▶ _Records supplied_:
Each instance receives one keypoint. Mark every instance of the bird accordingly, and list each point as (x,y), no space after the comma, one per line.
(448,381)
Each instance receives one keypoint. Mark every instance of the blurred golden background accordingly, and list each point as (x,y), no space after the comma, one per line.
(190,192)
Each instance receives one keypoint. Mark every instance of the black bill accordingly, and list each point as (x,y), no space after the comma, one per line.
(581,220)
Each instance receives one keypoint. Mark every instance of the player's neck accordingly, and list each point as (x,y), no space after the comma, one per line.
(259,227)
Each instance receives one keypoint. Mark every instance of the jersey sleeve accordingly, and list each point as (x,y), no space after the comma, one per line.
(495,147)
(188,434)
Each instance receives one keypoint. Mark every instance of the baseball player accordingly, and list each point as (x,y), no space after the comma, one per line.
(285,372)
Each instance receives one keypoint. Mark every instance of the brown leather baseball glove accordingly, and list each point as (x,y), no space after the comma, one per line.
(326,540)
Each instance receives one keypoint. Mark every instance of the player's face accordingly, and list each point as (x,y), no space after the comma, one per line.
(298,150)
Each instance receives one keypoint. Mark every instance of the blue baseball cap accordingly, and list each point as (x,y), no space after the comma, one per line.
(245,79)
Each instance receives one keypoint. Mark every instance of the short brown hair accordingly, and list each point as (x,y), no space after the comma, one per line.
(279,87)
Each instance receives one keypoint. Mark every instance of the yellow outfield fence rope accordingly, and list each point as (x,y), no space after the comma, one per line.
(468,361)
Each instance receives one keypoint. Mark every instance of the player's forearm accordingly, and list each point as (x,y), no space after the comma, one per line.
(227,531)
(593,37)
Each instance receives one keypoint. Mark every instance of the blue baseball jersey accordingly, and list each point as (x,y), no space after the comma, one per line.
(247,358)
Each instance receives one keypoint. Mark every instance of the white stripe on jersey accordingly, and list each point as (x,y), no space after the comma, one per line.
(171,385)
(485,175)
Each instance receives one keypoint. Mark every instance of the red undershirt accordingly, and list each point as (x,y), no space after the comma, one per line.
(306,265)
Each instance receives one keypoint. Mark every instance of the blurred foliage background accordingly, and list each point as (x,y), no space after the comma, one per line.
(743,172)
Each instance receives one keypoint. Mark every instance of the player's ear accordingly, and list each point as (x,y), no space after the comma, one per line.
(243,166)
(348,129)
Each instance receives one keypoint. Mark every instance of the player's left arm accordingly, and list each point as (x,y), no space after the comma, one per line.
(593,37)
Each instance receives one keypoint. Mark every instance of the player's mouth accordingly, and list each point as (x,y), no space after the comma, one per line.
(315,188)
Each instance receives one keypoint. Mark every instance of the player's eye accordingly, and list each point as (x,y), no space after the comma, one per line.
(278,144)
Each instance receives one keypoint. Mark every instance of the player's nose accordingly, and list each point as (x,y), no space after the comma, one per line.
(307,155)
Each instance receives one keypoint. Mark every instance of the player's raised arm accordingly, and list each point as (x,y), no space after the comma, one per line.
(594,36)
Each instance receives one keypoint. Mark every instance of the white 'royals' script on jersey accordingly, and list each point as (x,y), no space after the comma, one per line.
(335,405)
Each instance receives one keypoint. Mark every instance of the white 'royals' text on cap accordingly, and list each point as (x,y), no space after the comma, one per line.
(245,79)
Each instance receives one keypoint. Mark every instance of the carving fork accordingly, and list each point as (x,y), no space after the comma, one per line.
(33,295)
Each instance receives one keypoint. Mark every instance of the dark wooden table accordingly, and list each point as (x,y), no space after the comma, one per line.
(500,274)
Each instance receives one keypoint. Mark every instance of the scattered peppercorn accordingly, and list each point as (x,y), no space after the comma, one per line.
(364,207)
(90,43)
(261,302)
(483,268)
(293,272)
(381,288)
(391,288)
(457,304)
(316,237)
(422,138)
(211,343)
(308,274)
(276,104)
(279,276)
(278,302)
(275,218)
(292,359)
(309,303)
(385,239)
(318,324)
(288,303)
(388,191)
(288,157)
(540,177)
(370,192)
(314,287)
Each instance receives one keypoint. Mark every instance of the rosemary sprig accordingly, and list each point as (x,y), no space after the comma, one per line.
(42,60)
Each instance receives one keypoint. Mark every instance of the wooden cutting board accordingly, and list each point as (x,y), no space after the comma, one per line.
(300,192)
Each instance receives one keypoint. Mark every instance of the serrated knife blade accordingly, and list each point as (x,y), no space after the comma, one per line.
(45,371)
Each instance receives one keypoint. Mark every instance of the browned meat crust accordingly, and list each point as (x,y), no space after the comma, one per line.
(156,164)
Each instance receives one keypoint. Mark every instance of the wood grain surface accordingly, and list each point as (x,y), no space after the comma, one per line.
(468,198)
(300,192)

▶ _Objective_: Restate the data above word for word.

▶ _Finished task_:
Each instance receives one keypoint. Mark every instance of the bird accordingly, and list each point as (x,y), no space after the comma, one per line.
(448,381)
Each instance receives one keypoint. Mark every instance of the blurred golden background accordingly, and list each point as (x,y), no space after the comma, one per line.
(190,192)
Each instance receives one keypoint. Mark every instance of the black bill accordingly, and list each point as (x,y), no space after the comma, one per line.
(581,220)
Each instance receives one keypoint. Mark every instance of the player's neck accordingly, and list each point as (x,y), no space after the comma, one per line.
(259,227)
Each instance receives one keypoint. Mark every instance of the jersey sleeve accordingly, and list each point as (x,y), no space after the comma, one per line.
(495,147)
(188,434)
Each instance receives one keypoint. Mark every instance of the baseball player accordingly, and list each point as (x,y), no space after the comma, one per line.
(285,372)
Each instance receives one keypoint. Mark every instance of the brown leather baseball glove accordingly, and list each point as (x,y), no space after the comma, one per line.
(326,540)
Each instance receives one keypoint. Mark every instance of the player's face accordingly, and list each point as (x,y), no space after the comma, one per line.
(298,150)
Each instance receives one keypoint. Mark every instance of the blue baseball cap accordingly, and list each point as (x,y), no space after the comma, one per line.
(245,79)
Each instance receives one keypoint. Mark every instance of the short brown hair accordingly, and list each point as (x,y), no space after the comma, one per line.
(279,87)
Each instance receives one keypoint. Mark every instance of the yellow outfield fence rope accordingly, and list each point as (x,y), no space after the comma, one per line.
(468,361)
Each instance receives one keypoint. Mark every instance of the player's forearm accordingly, and list each point as (x,y), no space after the comma, one per line.
(227,531)
(593,37)
Each instance receives one keypoint. Mark every instance of the blue baseball jersey accordingly, and list each point as (x,y), no space after the comma, one per line.
(247,358)
Each instance receives one keypoint. Mark every instance of the white stripe on jersey accordingly, and list each point as (x,y), no space after the comma, one per line.
(171,385)
(485,175)
Each instance receives one keypoint. Mark every instance of the red undershirt accordingly, and list each point as (x,y), no space after the comma, one per line.
(306,265)
Each instance receives one keypoint. Mark every instance of the blurred foliage background accordingly, and list each point as (x,y), no space after the comma, one per line.
(743,172)
Each instance receives one keypoint. Mark every instance of the player's ear accordingly, and list each point as (x,y), no space after the comma, one per line.
(243,166)
(348,129)
Each instance receives one keypoint. Mark every instance of the player's left arm accordingly, and list each point as (x,y), no space after the comma, one per line.
(593,37)
Each instance receives one keypoint. Mark every instance of the player's mouth accordingly, and list each point as (x,y), no space after the comma, one per line.
(315,188)
Each instance receives one keypoint. Mark every instance of the player's eye accordingly, and list each point as (x,y), no space after the comma, one per line.
(278,144)
Each instance receives one keypoint. Mark every instance of the player's nose accordingly, and list each point as (x,y), no space after the comma, one per line.
(307,155)
Each instance receives one keypoint. Mark every instance of the player's raised arm accordingly, and list each point as (x,y), no space after the comma, one per line.
(594,36)
Each instance receives one keypoint. Mark every instance of the white 'royals' script on jersey accordingly, and list each point as (x,y), no space after the comma, one per line.
(335,405)
Each instance receives one keypoint. Mark every instance of the white 'royals' text on cap accordingly, and list each point as (x,y), no space after the comma, one per line.
(245,79)
Each instance receives one keypoint. Mark every instance of the carving fork accordingly, and list each point as (x,y), no space after the comma, one per line.
(33,295)
Each instance receives one keypoint. Mark every instance of the dark wooden table accordingly, and list each point as (x,y), no space after the comma, one per line.
(500,274)
Each instance receives one keypoint. Mark every instance of the scattered peppercorn accordingly, and list each point as (x,y), no space after the comma, one per line.
(364,207)
(90,43)
(261,302)
(483,268)
(293,272)
(381,288)
(391,288)
(457,304)
(316,237)
(422,138)
(211,343)
(308,274)
(276,104)
(279,276)
(278,302)
(275,218)
(292,359)
(309,303)
(385,239)
(318,324)
(288,303)
(388,191)
(288,157)
(540,177)
(370,192)
(314,287)
Each instance receives one keypoint. Mark every instance of the rosemary sprig accordingly, and list each point as (x,y), no space after the comma, one per line.
(42,60)
Each instance receives one keypoint. Mark every instance of the wooden cutting board accordingly, and list each point as (x,y), no space after the comma, one per line.
(300,192)
Each instance receives one keypoint. Mark every instance of the serrated knife blade accordingly, and list each point as (x,y), no space after the comma, one per line.
(45,371)
Each instance receives one keypoint. Mark every instance of the browned meat crust accordingly, and list each point as (x,y), no space after the comma, one per line.
(156,164)
Each instance receives one keypoint. Mark every instance of the wood grain surface accordingly, and list each point as (x,y), no space after the comma, one per line.
(468,198)
(300,192)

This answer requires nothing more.